====== Exercise input ======

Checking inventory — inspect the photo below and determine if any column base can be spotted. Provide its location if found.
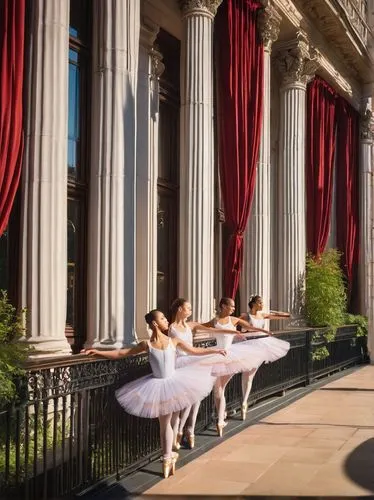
[84,337,140,351]
[27,337,71,359]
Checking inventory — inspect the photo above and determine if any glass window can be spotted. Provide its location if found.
[66,0,91,352]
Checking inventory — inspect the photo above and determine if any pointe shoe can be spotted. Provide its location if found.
[216,422,227,437]
[241,403,248,420]
[173,432,183,450]
[162,458,175,479]
[187,434,195,450]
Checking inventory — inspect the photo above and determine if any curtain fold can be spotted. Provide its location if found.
[306,77,337,257]
[336,96,360,294]
[0,0,25,236]
[215,0,264,298]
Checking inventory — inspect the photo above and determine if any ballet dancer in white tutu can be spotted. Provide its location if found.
[240,295,290,420]
[206,297,290,436]
[82,310,226,478]
[169,298,266,450]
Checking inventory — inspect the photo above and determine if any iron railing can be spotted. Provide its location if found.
[0,327,365,500]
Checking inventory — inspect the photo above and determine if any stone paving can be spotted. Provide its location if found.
[144,366,374,497]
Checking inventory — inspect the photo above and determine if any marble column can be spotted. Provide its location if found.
[368,141,374,363]
[276,33,317,319]
[240,6,281,311]
[359,102,374,362]
[86,0,140,347]
[359,105,373,316]
[20,0,71,358]
[136,19,164,338]
[179,0,221,321]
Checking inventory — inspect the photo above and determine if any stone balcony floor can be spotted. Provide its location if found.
[143,366,374,498]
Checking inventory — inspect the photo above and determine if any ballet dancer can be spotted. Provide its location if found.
[240,295,290,420]
[82,310,226,478]
[168,298,250,450]
[208,297,290,437]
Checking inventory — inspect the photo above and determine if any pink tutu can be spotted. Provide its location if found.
[197,337,290,377]
[116,362,215,418]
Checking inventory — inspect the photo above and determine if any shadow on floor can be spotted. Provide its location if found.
[344,437,374,493]
[319,387,374,392]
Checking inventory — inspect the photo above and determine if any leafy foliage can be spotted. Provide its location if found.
[305,249,347,328]
[0,290,29,408]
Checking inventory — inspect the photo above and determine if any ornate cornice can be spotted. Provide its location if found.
[149,47,165,80]
[360,109,374,141]
[258,5,282,51]
[140,17,160,49]
[179,0,222,17]
[276,31,319,86]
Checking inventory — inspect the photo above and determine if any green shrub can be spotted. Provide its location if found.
[305,249,347,332]
[0,290,29,408]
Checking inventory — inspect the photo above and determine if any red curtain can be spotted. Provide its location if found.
[336,96,360,292]
[305,77,337,256]
[0,0,25,236]
[215,0,264,298]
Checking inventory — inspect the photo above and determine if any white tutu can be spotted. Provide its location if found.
[199,337,290,377]
[116,362,215,418]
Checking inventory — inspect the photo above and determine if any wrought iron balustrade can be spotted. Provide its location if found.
[0,327,365,500]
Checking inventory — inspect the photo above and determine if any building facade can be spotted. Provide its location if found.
[1,0,374,356]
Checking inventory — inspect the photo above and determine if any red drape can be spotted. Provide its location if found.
[336,96,360,292]
[215,0,264,298]
[306,77,337,256]
[0,0,25,235]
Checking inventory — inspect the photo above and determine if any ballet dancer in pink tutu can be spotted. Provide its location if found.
[240,295,290,420]
[207,297,290,436]
[82,310,226,478]
[169,298,266,450]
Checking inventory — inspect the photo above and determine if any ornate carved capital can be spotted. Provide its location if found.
[179,0,222,18]
[360,109,374,141]
[149,47,165,80]
[140,17,160,49]
[276,32,319,86]
[258,5,282,51]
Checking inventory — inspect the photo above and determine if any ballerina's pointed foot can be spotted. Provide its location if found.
[241,403,248,420]
[162,453,179,479]
[162,458,175,479]
[173,432,183,450]
[217,422,227,437]
[187,434,195,450]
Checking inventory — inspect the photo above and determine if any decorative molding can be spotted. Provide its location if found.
[139,16,160,49]
[270,0,303,28]
[149,47,165,80]
[360,109,374,141]
[258,5,282,52]
[179,0,222,17]
[276,31,319,86]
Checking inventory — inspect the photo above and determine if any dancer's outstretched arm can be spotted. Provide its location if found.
[173,338,227,356]
[263,311,291,319]
[81,340,148,359]
[232,318,273,335]
[188,320,244,337]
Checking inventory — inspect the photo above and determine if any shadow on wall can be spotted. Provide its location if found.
[344,437,374,493]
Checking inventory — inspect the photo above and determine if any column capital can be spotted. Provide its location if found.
[258,5,282,52]
[276,31,319,88]
[139,16,160,50]
[179,0,222,19]
[360,109,374,142]
[149,47,165,80]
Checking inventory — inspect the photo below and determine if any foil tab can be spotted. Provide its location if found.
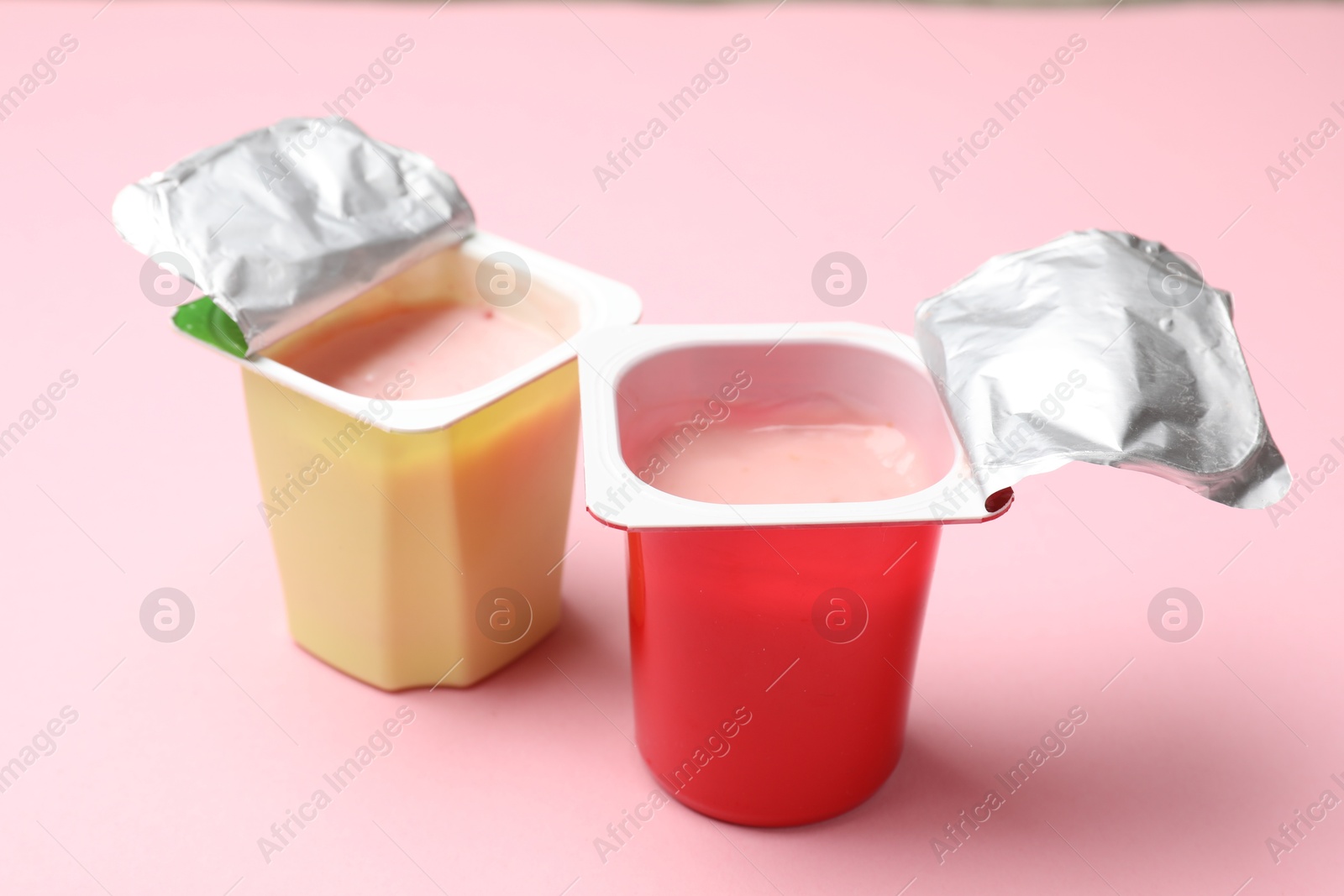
[916,230,1292,508]
[113,118,475,354]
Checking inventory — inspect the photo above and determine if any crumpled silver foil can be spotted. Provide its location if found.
[113,118,475,354]
[916,230,1292,508]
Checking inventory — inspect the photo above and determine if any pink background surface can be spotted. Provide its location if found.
[0,2,1344,896]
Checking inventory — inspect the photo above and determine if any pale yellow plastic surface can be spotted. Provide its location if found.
[244,361,580,690]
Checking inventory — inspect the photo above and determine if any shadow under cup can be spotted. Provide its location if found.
[617,343,956,826]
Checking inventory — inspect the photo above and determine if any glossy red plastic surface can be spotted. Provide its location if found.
[629,524,941,826]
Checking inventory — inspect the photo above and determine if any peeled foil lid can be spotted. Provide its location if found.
[112,118,475,354]
[916,230,1292,508]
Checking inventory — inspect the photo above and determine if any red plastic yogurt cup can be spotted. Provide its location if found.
[580,324,1012,826]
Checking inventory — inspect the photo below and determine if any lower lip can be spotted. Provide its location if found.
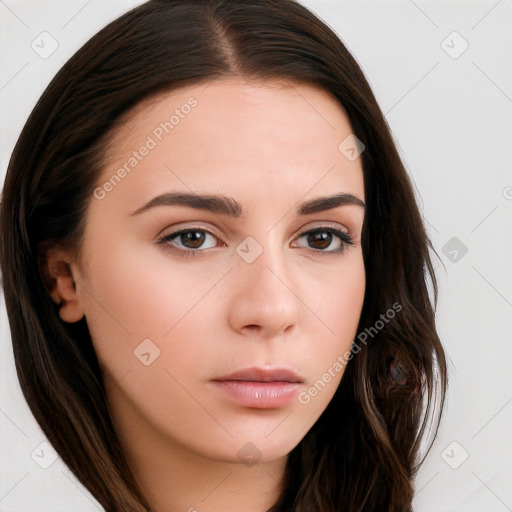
[213,380,300,409]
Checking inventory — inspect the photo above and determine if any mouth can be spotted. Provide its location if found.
[213,367,304,384]
[212,368,304,409]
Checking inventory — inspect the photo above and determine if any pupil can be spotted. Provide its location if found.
[181,231,206,249]
[308,231,332,249]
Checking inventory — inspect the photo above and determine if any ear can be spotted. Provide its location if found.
[45,247,84,323]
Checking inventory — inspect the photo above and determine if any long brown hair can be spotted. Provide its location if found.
[0,0,446,512]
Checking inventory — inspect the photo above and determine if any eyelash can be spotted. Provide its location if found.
[157,227,354,258]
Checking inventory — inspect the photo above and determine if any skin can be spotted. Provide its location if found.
[49,78,365,512]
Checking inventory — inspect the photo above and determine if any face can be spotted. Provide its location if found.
[72,79,365,462]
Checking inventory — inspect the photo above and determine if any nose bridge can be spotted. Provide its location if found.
[229,236,299,337]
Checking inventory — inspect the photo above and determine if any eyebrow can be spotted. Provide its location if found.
[130,192,365,218]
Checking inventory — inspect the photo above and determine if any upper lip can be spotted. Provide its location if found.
[213,367,303,383]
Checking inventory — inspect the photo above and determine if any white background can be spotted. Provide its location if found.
[0,0,512,512]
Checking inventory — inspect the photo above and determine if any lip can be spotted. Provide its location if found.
[213,366,304,383]
[212,367,304,409]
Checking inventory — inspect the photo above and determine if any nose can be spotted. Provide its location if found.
[229,245,300,338]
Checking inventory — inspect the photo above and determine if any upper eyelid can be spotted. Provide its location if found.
[158,222,354,244]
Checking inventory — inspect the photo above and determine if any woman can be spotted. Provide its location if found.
[1,0,446,512]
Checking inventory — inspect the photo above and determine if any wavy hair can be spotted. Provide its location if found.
[0,0,446,512]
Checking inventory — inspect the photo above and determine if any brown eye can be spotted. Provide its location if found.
[159,229,217,251]
[179,231,206,249]
[298,228,354,253]
[308,231,333,249]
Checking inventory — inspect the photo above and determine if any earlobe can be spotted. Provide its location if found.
[46,248,84,323]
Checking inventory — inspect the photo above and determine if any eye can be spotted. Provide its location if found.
[158,228,217,251]
[298,228,354,252]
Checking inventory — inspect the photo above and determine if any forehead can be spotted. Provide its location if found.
[94,79,364,208]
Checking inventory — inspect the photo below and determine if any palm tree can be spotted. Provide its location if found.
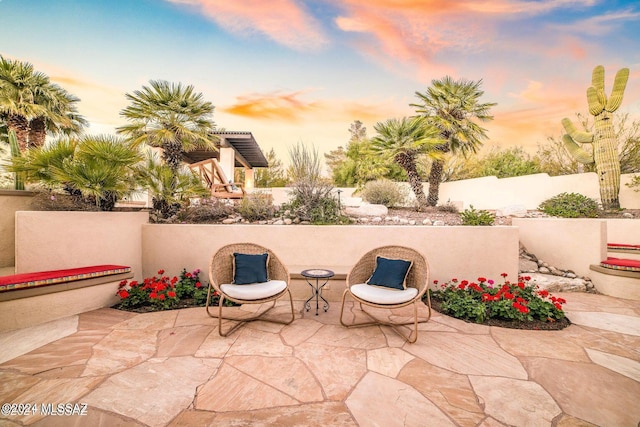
[410,76,497,206]
[118,80,215,175]
[136,152,210,219]
[0,55,87,151]
[371,117,443,210]
[7,135,142,210]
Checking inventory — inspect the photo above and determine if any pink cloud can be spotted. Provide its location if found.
[218,91,399,123]
[166,0,328,50]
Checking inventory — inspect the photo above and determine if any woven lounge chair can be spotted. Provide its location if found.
[340,246,431,343]
[206,243,295,337]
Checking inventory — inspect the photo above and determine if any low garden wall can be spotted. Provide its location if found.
[142,224,518,301]
[0,190,34,268]
[15,211,149,280]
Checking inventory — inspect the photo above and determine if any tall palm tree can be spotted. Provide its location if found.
[371,117,443,210]
[118,80,215,175]
[0,55,87,151]
[410,76,497,206]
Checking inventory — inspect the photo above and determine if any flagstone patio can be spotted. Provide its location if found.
[0,293,640,427]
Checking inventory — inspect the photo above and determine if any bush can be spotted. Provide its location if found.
[360,179,407,208]
[236,193,276,221]
[431,273,566,323]
[460,205,496,225]
[538,193,598,218]
[175,199,233,224]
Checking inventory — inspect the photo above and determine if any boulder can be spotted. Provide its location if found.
[527,273,587,292]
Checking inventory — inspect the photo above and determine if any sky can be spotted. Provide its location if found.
[0,0,640,163]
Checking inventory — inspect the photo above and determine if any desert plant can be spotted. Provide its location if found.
[562,65,629,209]
[236,193,276,221]
[538,193,598,218]
[360,179,407,208]
[431,273,566,323]
[460,205,496,225]
[173,199,233,224]
[281,143,346,224]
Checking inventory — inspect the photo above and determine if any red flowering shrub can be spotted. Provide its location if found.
[431,273,566,323]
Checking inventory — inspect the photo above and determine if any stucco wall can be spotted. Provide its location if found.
[16,211,149,279]
[0,190,34,268]
[512,218,607,276]
[142,224,518,290]
[256,173,640,210]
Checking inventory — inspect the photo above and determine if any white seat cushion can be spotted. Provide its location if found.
[220,280,287,300]
[350,283,418,304]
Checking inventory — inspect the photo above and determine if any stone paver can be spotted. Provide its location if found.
[0,293,640,427]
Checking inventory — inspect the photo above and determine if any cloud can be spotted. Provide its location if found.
[218,90,401,124]
[550,9,640,36]
[166,0,328,50]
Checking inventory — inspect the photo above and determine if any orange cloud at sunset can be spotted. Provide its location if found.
[168,0,327,50]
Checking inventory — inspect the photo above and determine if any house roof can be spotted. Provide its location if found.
[183,131,269,168]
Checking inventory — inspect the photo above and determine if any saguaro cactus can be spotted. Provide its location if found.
[562,65,629,209]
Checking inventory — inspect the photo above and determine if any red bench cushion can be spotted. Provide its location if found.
[0,265,131,292]
[600,257,640,271]
[607,243,640,251]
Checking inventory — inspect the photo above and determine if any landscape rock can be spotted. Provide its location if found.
[529,273,587,292]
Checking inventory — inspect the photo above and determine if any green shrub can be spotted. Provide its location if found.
[436,202,459,213]
[360,179,407,208]
[538,193,598,218]
[460,205,496,225]
[431,273,566,323]
[174,199,233,224]
[236,193,276,221]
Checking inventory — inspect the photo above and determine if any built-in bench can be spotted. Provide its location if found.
[0,265,133,331]
[589,257,640,300]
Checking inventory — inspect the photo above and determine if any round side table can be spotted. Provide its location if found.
[300,268,334,316]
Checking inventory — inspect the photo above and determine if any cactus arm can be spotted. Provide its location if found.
[591,65,604,92]
[562,134,594,165]
[605,68,629,113]
[587,86,607,116]
[9,130,24,190]
[562,117,593,144]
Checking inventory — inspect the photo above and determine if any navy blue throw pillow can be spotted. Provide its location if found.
[367,256,413,290]
[233,252,269,285]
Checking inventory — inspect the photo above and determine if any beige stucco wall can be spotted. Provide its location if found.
[16,211,149,279]
[142,224,518,294]
[0,190,34,268]
[512,218,607,276]
[607,218,640,245]
[256,173,640,210]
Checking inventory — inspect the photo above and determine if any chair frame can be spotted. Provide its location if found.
[206,243,295,337]
[340,246,431,343]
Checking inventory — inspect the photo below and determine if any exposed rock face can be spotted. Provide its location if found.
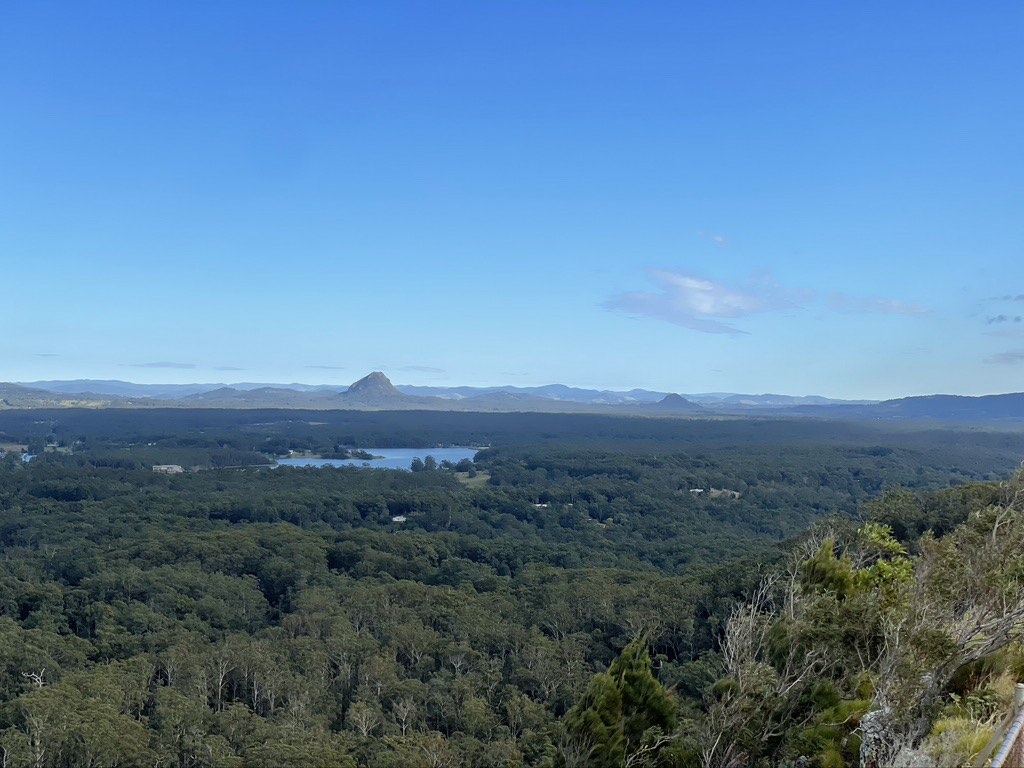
[341,371,409,404]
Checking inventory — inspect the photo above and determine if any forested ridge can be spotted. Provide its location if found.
[0,412,1024,768]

======

Stated task:
Pick out each row above that contains the word "iron" and copy those rows in full.

Exercise output:
Checking inventory — inspect the photo above and determine if any iron railing can be spotted. Provide its location if found.
Checking inventory — inspect the photo above and determine if any wrought iron balustrade can be spotted. Provide its location if found.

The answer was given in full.